Quando nos propomos a olhar para as questões dos processos de formação, profissionalização e a constituição das identidades dos professores, tentar observar os ciclos que esses docentes estão submetidos, ou mesmo perceber se há congruências, similaridades, mesmo considerando alguma diferença de trajetória, algumas regionalidades e ingresso na carreira por caminhos variados, podemos afirmar que existem mais semelhanças que diferenças.

Nóvoa continua perguntando:

“Que imagem é que as pessoas têm de si, como professores, em situação de sala de aula, em momentos diferentes da carreira? Terão a percepção de que modificaram os seus processos de animação, a sua relação com os alunos, a organização das aulas, as suas prioridades, o domínio da matéria que ensinam?” (NÓVOA, p. 35, 1995).

Esse conjunto de questões, que não pretendemos esgotar nesse curto espaço, e podemos aprofundar em outros momentos, podem nos nortear, nos dar pistas de como observar as trajetórias, os percursos e os processos de permanência na carreira, com toda as demandas de formação, de (re)descobertas, (re)invenções e (re)criações que o docente passa durante a vida. 

Não podemos deixar de perceber que esses mais de dois milhões de professores espalhados pelo Brasil, mesmo que se considerem algumas diferenças estruturais na perspectiva objetiva das condições de origem social e das condições estruturantes e do conjunto de questões subjetivas que permeiam a constituição do habitus e do capital de cultura, têm ainda trajetórias no interior da escola, na relação entre os pares e entre as comunidades que são semelhantes.

Extrato de dados —
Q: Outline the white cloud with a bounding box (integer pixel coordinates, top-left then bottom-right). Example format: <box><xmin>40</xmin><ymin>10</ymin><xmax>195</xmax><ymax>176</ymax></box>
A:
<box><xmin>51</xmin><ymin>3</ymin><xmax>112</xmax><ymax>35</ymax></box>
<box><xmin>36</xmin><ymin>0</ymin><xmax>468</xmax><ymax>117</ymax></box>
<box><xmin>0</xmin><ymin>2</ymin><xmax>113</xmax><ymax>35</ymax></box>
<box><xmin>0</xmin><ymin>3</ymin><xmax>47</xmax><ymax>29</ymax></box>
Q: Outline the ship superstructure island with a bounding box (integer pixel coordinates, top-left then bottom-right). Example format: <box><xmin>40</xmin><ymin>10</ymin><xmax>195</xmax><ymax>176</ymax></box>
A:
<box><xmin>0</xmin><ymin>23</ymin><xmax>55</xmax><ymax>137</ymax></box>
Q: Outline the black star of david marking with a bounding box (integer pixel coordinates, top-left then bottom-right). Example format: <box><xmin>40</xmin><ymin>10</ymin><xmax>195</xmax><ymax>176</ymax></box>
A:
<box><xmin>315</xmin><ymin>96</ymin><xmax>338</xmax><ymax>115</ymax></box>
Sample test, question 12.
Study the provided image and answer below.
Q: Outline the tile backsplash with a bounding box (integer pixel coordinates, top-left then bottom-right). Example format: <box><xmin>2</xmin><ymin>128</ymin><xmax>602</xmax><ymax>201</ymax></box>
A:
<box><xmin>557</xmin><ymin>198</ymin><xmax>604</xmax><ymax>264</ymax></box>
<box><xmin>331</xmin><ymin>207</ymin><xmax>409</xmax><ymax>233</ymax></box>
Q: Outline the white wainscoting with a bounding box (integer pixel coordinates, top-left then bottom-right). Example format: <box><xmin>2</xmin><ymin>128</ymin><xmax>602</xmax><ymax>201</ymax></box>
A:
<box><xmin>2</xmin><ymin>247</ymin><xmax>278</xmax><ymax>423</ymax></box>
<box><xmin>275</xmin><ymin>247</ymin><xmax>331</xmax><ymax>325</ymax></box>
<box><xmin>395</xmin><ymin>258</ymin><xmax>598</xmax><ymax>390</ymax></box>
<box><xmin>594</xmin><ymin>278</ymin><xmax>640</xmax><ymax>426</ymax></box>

Enunciado da tarefa —
Dê continuidade ao texto sobre a formação e a carreira dos professores a partir da última frase apresentada. Os registros não têm nenhum papel nesta tarefa.

Resposta —
Vale deixarmos algumas questões:

As pessoas ficam mais satisfeitas no percurso da carreira? Se redescobrem? Aprendem novas habilidades? Quais são os momentos mais inesquecíveis da sua carreira? Como lembramos das turmas, das escolas que passamos e dos colegas de profissão?

Quais são as marcas que nos forjaram professores? E qual professor nos marcou tanto que, hoje, grande parte da nossa prática é inspirada nesses vultos que passaram por nossas vidas?

Não pretendemos responder tudo por aqui, mas deixamos a porta aberta para as múltiplas possibilidades reflexivas, exercícios de memórias e a escrita de histórias que não podem ser apagadas. As histórias desses milhares de professores que mesmo não escritas em livros de papel, certamente serão lembradas por centenas de alunos.

 Ainda assim, estudos sobre as transformações do perfil de professor, e das mudanças políticas como Campos (2003) e de formação e práticas específicas dos docentes especialistas como Hobold e Cruz (2019) dão de forma bem analítica com pesquisas delineadas sobre a temática, e apontam objetos de estudo que podem ser abordados nas formações que ocorrem no cotidiano da escola.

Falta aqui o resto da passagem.